** Written task **
Repeat precisely, and only, the lines between the line containing "black sunglasses in the photograph above." and the end of the listing below, both ends included.

** Named-object pointing records **
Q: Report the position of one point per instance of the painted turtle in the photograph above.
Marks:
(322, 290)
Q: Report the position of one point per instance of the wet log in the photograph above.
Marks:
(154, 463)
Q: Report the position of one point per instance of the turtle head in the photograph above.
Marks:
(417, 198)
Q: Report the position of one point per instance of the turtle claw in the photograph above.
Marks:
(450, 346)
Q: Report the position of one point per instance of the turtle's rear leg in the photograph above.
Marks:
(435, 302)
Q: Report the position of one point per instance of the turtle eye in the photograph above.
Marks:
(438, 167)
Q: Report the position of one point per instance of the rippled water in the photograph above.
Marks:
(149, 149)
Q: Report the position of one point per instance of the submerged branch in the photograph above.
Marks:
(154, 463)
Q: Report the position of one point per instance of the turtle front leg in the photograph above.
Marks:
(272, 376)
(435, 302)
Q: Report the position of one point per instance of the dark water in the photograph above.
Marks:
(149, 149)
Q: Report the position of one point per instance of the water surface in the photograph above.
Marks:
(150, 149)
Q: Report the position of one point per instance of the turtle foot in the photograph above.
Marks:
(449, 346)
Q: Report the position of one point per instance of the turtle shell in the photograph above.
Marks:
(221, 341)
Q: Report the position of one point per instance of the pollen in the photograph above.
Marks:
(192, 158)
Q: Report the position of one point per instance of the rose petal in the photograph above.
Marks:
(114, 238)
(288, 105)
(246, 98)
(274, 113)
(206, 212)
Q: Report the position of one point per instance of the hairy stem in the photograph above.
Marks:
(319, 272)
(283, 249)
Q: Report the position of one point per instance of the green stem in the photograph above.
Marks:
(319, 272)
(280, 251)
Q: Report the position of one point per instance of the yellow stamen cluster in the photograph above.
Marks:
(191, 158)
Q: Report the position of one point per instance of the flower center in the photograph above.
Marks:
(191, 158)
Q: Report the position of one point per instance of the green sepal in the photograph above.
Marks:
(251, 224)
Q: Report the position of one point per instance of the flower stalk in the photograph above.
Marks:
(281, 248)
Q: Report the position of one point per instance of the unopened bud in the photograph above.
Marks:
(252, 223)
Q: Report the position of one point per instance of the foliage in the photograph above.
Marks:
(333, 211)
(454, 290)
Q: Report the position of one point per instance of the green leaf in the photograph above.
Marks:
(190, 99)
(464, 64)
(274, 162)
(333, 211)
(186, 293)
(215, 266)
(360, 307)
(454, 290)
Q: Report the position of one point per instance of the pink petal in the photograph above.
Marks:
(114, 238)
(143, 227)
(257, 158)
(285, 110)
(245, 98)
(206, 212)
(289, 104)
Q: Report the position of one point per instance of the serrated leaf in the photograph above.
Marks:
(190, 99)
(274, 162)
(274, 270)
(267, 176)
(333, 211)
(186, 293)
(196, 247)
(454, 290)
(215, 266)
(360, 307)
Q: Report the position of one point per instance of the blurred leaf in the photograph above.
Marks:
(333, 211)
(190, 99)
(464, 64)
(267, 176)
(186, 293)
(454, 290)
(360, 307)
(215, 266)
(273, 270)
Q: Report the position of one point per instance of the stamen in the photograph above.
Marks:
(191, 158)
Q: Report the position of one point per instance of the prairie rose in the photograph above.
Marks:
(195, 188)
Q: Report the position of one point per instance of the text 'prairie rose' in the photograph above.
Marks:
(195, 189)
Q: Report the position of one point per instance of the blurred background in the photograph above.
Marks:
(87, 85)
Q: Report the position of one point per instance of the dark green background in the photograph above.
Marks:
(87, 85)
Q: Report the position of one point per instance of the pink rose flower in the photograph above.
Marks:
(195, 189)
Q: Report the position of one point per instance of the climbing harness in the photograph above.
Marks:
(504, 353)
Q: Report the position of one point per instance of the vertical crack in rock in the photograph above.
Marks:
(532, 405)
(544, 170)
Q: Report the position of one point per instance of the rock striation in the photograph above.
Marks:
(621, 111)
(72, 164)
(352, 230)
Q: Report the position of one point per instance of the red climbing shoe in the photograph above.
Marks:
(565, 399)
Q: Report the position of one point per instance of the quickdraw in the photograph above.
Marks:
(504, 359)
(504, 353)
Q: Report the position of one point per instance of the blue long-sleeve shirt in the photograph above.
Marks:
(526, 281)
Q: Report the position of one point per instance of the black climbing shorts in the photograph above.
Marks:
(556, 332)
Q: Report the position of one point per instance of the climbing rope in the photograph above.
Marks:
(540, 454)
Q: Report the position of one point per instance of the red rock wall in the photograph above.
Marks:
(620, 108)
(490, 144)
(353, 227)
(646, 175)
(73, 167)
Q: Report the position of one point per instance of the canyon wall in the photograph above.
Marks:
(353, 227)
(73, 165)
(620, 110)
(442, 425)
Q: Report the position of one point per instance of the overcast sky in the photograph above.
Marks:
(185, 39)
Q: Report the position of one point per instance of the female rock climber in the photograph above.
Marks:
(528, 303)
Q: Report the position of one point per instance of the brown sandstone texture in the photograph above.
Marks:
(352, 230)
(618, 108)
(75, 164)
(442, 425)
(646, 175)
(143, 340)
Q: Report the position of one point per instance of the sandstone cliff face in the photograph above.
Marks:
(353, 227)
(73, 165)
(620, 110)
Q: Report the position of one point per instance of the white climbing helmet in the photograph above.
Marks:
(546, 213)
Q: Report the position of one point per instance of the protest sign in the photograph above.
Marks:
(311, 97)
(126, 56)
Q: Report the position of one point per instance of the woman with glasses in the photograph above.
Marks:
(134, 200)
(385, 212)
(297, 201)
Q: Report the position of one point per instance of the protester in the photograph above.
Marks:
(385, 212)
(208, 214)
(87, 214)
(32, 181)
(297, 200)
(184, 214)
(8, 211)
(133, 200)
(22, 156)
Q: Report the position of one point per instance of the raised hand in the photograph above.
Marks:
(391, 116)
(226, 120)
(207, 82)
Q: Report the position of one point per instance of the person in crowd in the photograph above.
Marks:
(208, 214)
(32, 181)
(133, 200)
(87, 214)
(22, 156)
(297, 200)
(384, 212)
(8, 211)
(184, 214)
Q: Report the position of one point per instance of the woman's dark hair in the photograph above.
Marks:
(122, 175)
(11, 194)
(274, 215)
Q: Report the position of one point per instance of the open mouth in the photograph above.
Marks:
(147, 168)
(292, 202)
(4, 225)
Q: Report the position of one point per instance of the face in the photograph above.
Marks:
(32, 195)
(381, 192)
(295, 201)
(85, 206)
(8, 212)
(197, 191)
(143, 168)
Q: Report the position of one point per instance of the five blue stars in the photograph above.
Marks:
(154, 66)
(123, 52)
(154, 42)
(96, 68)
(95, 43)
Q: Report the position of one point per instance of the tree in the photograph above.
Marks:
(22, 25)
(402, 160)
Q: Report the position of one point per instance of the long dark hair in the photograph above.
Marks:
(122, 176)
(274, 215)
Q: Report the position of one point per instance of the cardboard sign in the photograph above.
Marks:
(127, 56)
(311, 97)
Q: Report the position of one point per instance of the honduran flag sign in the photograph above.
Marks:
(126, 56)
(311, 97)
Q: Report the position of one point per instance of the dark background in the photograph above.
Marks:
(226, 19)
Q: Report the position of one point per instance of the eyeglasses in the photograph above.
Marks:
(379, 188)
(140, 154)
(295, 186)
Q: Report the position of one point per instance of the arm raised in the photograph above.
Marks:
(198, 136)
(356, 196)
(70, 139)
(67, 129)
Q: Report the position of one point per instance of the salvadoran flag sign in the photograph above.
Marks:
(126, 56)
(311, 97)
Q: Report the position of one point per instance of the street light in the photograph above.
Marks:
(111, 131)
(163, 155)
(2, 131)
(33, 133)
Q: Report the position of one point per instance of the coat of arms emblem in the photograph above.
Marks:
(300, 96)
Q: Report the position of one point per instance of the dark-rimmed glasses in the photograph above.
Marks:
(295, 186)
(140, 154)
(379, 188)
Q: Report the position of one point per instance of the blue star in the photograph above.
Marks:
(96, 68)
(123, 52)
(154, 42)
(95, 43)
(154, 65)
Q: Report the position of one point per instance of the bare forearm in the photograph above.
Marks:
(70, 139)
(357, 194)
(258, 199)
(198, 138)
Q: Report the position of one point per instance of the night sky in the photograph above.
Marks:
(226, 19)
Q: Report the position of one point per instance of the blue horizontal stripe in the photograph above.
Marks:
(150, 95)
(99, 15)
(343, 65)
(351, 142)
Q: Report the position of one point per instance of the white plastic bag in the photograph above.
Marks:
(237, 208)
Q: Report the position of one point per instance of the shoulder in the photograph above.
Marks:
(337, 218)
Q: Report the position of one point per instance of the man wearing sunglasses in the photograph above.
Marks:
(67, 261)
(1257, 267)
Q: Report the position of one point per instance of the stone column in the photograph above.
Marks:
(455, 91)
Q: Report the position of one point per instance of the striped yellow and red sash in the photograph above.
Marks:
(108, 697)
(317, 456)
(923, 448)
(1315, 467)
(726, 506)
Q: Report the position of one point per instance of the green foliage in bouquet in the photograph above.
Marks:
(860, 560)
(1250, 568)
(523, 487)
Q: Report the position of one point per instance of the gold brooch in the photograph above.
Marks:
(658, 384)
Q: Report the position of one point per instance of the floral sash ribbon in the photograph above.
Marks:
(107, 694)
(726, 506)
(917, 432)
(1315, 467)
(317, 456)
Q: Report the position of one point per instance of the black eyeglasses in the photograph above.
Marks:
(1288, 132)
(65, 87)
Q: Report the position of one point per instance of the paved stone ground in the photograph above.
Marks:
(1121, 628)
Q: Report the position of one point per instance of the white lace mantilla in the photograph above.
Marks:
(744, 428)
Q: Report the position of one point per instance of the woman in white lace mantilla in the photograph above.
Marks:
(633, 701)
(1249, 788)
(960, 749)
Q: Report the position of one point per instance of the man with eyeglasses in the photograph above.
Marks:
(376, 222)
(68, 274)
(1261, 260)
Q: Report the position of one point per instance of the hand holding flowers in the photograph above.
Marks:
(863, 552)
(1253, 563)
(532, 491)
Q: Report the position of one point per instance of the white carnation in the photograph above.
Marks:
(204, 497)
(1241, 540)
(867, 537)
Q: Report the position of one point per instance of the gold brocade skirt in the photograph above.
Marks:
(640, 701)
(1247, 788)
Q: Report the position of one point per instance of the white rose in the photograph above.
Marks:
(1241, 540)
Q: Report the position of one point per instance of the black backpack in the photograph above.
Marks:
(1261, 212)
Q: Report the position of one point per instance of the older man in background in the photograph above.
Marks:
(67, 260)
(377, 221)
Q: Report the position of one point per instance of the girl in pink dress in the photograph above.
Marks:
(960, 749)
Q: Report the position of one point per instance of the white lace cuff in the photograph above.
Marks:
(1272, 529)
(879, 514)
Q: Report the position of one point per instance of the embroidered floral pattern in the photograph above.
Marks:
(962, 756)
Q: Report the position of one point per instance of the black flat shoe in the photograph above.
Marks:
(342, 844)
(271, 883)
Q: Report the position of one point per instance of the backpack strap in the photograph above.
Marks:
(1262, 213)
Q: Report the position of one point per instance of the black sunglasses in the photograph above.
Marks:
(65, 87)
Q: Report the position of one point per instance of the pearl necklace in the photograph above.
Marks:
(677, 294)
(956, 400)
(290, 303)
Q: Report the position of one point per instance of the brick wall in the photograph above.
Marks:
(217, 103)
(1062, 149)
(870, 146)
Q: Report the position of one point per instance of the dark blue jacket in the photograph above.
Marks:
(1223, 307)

** Output of the task **
Q: Report the position of one point per instance of the black sunglasses in the photograph above.
Marks:
(65, 87)
Q: Report the position of one point per instance of the pearl necklace in the photograph above.
Marks:
(677, 294)
(956, 400)
(290, 303)
Q: Report the position of one point per instance of the brick wall in the photograph above.
Marks:
(217, 103)
(1062, 149)
(870, 146)
Q: Report the position of one point per instance of the dark blue jacket in the photograph above.
Marks:
(1223, 307)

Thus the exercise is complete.